• **Task set**:
(a) Transcribe the passage of the BoundRL paper summary that starts at "Goal: Design an" and ends at "overcomes SFT limitations.".
(b) Write the next part of the BoundRL paper summary, picking up after its last sentence.

━━━━━ Text under study ━━━━━

BoundRL: Efficient Structured Text Segmentation through Reinforced Boundary Generation¶

Conference: ACL 2026
arXiv: 2510.20151
Code: N/A
Area: Text Segmentation / Reinforcement Learning
Keywords: Structured Text Segmentation, Boundary Generation, RLVR, Entropy Collapse, Intermediate Candidates

TL;DR¶

BoundRL redefines structured text segmentation as a boundary generation task — generating only each segment's start tokens rather than the complete text, reducing output tokens by 90% and eliminating hallucination risk. Combined with a dual-objective reward function and selective perturbation strategy for RLVR training, a 1.7B model surpasses Claude-4 Sonnet's few-shot performance.

Background & Motivation¶

Background: Text segmentation divides text into semantically coherent segments, widely used in document understanding, QA retrieval, and prompt optimization. Traditional methods segment at sentence or paragraph levels, but structured text (e.g., LLM prompts) contains code snippets, JSON formats, and placeholders that do not conform to traditional sentence/paragraph structures.

Limitations of Prior Work: (1) Traditional sentence/paragraph-level segmentation methods are inapplicable to structured text; (2) Token-level sequence labeling produces overly fragmented results; (3) Boundary classification requires classifying every token, with excessive computation; (4) Existing LLM methods (e.g., generating each segment's complete text) face high inference cost and hallucination risk.

Key Challenge: Structured text requires token-level fine-grained segmentation, but methods generating complete segment text have inference costs that scale linearly with input length and inevitably introduce hallucination.

Goal: Design an efficient token-level structured text segmentation method that achieves both low inference cost and high segmentation quality.

Key Insight: Transform the segmentation problem into boundary generation — only generate each segment's start token sequence and label, then locate these tokens in the original text to reconstruct complete segments.

Core Idea: By generating only "localization information" (start tokens) rather than "content information" (complete text), output complexity is reduced from O(|d|) to O(n) (n being the number of segments), while customized RLVR training overcomes SFT limitations.

━━━━━ Extracted information ━━━━━

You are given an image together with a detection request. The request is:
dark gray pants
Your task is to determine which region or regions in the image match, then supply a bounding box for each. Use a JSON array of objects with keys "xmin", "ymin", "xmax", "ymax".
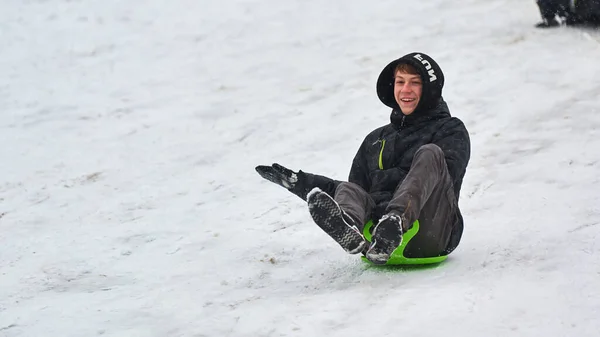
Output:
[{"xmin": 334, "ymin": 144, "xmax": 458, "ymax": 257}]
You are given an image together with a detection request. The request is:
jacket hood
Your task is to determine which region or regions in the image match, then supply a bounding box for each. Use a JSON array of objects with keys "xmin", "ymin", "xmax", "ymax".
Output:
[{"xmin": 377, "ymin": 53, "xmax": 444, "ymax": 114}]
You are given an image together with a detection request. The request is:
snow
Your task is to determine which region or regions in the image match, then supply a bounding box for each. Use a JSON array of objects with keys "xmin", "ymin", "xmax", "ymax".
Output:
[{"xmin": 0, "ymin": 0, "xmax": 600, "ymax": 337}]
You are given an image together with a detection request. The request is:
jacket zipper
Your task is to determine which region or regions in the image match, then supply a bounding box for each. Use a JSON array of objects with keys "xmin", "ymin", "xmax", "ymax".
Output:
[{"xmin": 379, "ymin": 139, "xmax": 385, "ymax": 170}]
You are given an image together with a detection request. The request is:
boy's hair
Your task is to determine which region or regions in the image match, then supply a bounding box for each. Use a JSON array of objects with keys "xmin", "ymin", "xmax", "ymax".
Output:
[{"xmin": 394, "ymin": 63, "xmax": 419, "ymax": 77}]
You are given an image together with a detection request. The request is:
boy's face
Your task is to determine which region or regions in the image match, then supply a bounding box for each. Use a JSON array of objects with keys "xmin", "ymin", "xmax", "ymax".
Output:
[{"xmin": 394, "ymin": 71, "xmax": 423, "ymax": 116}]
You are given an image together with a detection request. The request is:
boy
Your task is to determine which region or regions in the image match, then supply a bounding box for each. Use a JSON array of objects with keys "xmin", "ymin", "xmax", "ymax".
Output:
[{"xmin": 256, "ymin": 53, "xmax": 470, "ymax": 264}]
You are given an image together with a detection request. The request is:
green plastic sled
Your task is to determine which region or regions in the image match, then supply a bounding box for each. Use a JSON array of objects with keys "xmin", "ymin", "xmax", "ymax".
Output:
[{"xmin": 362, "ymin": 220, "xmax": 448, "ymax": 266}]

━━━━━
━━━━━ Extracted information ━━━━━

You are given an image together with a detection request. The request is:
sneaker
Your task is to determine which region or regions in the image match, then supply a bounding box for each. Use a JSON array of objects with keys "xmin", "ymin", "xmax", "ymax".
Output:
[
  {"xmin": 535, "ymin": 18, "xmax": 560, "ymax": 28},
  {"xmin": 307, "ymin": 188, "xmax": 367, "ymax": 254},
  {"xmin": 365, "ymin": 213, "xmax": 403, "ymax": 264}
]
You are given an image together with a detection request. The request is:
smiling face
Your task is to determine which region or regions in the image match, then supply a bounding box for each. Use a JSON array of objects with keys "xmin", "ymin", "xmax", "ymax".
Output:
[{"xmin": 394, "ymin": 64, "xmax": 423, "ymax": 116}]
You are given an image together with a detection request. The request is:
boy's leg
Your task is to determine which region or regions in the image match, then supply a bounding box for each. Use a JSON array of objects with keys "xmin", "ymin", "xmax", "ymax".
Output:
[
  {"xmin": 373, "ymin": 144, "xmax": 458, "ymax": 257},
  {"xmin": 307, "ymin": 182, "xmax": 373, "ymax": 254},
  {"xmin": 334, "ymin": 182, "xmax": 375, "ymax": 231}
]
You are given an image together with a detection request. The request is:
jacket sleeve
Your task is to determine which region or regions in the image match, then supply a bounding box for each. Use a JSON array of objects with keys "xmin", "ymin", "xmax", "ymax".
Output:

━━━━━

• **Answer list**:
(a)
Goal: Design an efficient token-level structured text segmentation method that achieves both low inference cost and high segmentation quality.

Key Insight: Transform the segmentation problem into boundary generation — only generate each segment's start token sequence and label, then locate these tokens in the original text to reconstruct complete segments.

Core Idea: By generating only "localization information" (start tokens) rather than "content information" (complete text), output complexity is reduced from O(|d|) to O(n) (n being the number of segments), while customized RLVR training overcomes SFT limitations.

(b)
Method¶

Overall Architecture¶

BoundRL training has two stages: (1) SFT stage — teaching the model the output format of generating start token sequences and labels; (2) RLVR stage — optimizing segmentation quality using a dual-objective reward function (reconstruction fidelity + semantic alignment), with perturbation-constructed intermediate candidates to alleviate entropy collapse. During inference, complete segments are reconstructed by sequentially locating start tokens in the original text.

Key Designs¶

Boundary Generation Output Pattern:
- Function: Transform text segmentation from "generating complete content" to "generating localization markers"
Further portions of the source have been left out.